- **Aim of the task**: Write out, word for word, the part of the LLVM mailing-list message below between "We could omit" and "we implement it).", inclusive.

- **Extract to read**:
We could omit the attributes also when not optimizing (maybe we should be doing that now for the function parameter attributes we do emit). I'm not proposing to move attributes currently on call/invoke to metadata (although Reid did suggest that, also noting that they could be omitted at -O0), but if we had these attributes (nonnull, dereferenceable, etc.) on loads, for example, we could certainly emit them in more places in Clang's CodeGen -- this would likely provide improvements not just in lambda captures, etc. (although that is a key use case for this functionality, however we implement it).

Thanks again,
Hal

> 
> 
> > - We already have code that handles these as return attributes on
> > call instructions; extending that to look at all instructions
> > seems straightforward. Adding alternate code to also look at
> > metadata also would require additional development for each
> > attribute.
> > 
> > One thing to keep in mind is that, like with metadata, the
> > attributes can have control-flow dependencies, and we'd generally
> > need to clear them when hoisting loads, etc. We already do this
> > with metadata, at least for loads, so the places where we'd need
> > to do this should hopefully be relatively-easy to find.
> > 
> > What do you think?
> > 
> > Thanks again,
> > Hal
> > 
> > --
> > Hal Finkel
> > Assistant Computational Scientist
> > Leadership Computing Facility
> > Argonne National Laboratory
> > _______________________________________________
> > LLVM Developers mailing list
> > LLVMdev at cs.uiuc.edu         http://llvm.cs.uiuc.edu
> > http://lists.cs.uiuc.edu/mailman/listinfo/llvmdev
> 
> 

-- 
Hal Finkel
Assistant Computational Scientist
Leadership Computing Facility
Argonne National Laboratory

- **Supplied material**:
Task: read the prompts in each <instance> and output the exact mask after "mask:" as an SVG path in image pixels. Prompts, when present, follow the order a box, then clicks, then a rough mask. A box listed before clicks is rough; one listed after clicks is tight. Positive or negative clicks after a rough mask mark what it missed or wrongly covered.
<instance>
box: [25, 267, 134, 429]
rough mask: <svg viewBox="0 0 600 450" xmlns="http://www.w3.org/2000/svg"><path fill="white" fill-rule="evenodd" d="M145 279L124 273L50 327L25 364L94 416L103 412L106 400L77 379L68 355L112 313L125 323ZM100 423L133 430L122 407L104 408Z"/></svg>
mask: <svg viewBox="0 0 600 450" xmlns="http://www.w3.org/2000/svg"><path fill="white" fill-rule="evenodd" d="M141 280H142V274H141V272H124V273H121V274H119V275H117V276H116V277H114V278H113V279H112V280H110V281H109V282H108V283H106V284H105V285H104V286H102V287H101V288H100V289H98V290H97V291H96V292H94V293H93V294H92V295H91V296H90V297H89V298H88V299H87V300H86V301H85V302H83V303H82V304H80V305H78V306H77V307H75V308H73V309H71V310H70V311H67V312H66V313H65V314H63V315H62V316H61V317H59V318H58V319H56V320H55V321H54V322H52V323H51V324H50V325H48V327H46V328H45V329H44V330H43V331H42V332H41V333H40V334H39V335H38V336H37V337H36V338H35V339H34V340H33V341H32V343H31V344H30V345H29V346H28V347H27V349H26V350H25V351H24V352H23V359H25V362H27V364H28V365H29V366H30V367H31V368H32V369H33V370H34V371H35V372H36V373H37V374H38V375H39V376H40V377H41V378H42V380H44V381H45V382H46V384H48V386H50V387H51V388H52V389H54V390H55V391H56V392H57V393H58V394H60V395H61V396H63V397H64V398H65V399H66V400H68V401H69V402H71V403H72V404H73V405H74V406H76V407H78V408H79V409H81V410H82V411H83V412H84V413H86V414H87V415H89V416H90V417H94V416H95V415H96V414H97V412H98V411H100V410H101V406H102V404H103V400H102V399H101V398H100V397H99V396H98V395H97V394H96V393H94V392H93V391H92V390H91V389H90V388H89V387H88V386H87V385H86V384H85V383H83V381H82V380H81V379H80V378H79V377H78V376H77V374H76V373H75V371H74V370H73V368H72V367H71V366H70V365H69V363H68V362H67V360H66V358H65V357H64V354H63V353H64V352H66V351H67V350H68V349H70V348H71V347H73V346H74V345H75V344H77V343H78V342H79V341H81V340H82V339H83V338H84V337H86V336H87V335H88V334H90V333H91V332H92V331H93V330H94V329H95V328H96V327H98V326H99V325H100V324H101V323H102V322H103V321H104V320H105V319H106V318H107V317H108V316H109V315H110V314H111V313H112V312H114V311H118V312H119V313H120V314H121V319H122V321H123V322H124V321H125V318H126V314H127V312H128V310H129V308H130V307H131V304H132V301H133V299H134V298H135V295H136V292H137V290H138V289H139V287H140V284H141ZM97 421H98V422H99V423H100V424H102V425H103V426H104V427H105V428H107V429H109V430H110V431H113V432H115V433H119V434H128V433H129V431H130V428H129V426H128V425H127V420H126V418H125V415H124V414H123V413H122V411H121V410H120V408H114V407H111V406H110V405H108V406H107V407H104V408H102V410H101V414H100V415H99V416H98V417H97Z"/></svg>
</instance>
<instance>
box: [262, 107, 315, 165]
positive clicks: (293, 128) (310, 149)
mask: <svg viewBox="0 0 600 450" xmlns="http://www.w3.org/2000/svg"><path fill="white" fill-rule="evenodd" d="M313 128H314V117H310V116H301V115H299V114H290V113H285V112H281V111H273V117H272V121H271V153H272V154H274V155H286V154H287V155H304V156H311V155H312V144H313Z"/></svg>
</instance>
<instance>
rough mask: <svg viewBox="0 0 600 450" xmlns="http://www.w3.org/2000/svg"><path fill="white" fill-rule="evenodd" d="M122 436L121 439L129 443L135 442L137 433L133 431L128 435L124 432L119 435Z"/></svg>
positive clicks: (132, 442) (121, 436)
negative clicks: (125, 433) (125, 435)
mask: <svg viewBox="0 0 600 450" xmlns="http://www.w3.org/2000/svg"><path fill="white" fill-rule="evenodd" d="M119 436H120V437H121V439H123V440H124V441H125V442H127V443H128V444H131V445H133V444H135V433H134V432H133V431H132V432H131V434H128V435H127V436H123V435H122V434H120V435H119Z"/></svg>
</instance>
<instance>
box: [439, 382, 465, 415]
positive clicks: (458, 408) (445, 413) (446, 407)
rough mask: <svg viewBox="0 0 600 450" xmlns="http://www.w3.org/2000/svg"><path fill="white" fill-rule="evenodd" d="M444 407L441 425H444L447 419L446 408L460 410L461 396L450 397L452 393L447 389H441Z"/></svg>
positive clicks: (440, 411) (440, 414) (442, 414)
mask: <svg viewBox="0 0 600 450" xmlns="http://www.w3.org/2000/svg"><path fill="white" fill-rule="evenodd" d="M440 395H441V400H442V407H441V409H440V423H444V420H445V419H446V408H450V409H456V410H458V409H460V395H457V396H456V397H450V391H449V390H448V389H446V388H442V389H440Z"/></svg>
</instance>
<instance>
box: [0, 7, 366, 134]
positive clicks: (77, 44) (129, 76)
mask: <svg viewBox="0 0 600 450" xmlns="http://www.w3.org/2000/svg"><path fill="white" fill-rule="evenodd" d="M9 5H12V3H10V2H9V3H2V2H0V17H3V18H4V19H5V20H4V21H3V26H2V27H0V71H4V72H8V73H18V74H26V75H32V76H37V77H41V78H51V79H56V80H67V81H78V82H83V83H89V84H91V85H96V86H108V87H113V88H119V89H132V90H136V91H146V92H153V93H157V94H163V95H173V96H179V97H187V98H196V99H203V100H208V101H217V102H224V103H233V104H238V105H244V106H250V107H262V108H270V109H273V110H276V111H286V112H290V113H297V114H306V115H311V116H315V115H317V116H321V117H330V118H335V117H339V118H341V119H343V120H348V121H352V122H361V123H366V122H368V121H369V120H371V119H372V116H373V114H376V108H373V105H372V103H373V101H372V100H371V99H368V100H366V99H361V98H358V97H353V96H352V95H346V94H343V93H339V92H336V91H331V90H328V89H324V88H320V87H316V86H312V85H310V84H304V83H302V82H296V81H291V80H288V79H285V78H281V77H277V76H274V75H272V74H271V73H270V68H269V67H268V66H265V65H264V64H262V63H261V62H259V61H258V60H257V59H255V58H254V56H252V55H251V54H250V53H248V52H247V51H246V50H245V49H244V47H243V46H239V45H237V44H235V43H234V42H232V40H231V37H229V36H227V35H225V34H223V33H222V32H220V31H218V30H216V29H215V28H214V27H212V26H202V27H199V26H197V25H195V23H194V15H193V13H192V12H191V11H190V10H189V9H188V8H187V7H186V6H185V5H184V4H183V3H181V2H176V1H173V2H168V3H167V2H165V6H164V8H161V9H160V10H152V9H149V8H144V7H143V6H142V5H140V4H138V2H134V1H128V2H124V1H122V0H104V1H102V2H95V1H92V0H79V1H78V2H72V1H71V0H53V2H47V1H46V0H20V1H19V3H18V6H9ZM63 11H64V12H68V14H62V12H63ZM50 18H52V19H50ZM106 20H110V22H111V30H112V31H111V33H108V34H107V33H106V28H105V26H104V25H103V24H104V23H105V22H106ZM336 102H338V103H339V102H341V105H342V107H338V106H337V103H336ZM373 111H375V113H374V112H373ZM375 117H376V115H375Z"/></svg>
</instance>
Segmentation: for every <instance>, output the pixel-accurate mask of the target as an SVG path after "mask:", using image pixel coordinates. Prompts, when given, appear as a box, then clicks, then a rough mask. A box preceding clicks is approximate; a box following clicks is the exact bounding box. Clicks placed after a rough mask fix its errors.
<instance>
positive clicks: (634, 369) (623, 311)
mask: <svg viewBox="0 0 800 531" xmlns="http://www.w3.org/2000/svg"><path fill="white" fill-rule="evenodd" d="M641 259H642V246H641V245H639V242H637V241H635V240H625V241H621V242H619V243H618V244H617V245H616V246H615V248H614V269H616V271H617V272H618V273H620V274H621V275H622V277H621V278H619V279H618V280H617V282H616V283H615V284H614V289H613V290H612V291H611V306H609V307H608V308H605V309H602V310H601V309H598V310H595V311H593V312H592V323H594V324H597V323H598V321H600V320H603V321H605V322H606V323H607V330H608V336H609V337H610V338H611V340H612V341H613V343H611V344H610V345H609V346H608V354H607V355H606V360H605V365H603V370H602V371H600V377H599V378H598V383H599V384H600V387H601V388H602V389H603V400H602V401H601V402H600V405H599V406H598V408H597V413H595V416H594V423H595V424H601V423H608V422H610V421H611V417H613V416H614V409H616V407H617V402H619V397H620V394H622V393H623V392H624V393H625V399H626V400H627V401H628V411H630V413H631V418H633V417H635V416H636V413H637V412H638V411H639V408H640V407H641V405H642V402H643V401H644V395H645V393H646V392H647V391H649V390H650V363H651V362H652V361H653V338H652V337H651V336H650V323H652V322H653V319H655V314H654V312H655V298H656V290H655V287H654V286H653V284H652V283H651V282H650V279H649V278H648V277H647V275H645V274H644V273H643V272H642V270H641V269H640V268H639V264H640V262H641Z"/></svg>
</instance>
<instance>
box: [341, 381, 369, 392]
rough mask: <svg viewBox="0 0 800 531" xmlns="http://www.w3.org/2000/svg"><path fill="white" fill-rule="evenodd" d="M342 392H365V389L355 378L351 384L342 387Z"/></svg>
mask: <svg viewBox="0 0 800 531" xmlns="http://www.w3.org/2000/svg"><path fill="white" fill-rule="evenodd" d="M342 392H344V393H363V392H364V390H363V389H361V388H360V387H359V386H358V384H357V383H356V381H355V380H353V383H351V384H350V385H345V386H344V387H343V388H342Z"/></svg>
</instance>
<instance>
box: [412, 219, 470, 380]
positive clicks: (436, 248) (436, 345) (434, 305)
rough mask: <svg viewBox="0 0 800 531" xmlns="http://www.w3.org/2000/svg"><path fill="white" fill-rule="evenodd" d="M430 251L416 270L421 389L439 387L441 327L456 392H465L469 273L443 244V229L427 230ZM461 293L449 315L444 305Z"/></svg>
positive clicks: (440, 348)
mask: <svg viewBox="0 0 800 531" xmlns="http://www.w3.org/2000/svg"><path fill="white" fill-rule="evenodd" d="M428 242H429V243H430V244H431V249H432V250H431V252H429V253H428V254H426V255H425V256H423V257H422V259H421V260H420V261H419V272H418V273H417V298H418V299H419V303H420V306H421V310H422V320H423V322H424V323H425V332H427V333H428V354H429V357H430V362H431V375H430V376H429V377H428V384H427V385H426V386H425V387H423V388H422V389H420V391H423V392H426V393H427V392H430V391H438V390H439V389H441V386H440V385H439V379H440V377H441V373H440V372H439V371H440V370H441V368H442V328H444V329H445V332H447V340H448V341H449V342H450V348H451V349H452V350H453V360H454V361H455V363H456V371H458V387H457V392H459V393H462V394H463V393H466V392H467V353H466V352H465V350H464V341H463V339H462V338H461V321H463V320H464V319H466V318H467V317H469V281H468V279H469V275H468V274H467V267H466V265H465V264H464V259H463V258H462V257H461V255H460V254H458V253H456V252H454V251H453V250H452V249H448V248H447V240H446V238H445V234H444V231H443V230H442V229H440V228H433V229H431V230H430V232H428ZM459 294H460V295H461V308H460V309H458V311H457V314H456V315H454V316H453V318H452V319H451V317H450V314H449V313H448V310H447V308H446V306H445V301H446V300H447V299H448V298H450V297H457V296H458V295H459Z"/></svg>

- **Reply**:
We could omit the attributes also when not optimizing (maybe we should be doing that now for the function parameter attributes we do emit). I'm not proposing to move attributes currently on call/invoke to metadata (although Reid did suggest that, also noting that they could be omitted at -O0), but if we had these attributes (nonnull, dereferenceable, etc.) on loads, for example, we could certainly emit them in more places in Clang's CodeGen -- this would likely provide improvements not just in lambda captures, etc. (although that is a key use case for this functionality, however we implement it).